— MATERIAL —
□ □ □

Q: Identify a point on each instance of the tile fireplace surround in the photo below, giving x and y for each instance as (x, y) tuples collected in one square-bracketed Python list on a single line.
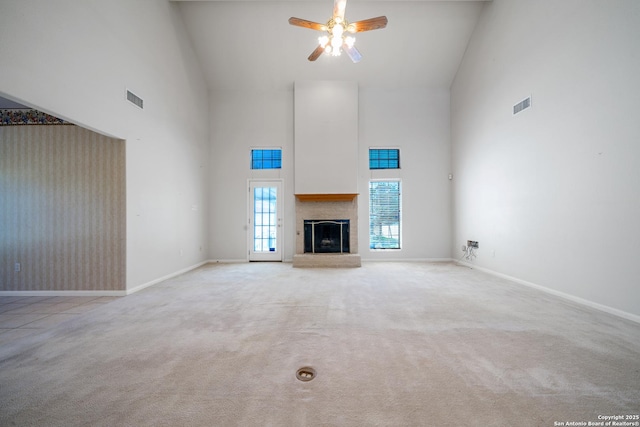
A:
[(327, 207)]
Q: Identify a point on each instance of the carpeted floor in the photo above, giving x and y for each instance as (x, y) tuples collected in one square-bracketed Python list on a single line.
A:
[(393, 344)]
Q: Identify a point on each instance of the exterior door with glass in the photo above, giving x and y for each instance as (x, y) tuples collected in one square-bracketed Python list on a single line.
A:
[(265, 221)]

□ □ □

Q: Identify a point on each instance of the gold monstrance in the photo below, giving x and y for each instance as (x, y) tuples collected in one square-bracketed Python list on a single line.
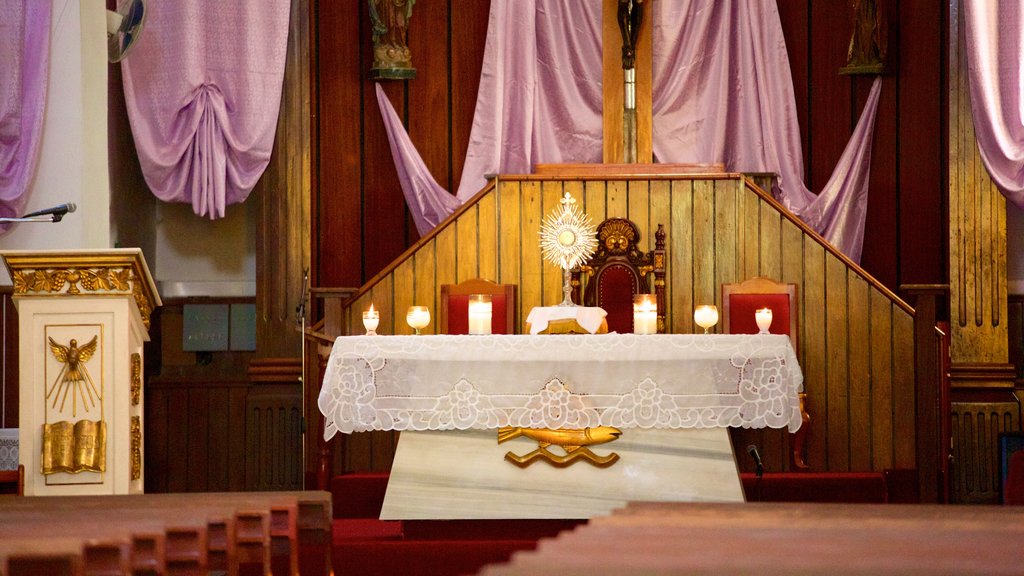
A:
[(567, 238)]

□ □ □

— WHAT IS BEING ASKED —
Starting at the line containing "Q: Identify a point on each instance of the tile" and ending at the line containing "[(327, 207)]", arrange those lines as a Markdown table with the columns Row and Line, skipping any blank lines. Leave the pictures out of the table.

— THE ANSWER —
| Row | Line |
|---|---|
| 1 | Q: Identify a point on each instance of the tile fireplace surround in the photo below, giving x and y for each instance as (x, y) tuples collected in one square-bracketed Python list on a single line. |
| 2 | A: |
| 3 | [(327, 207)] |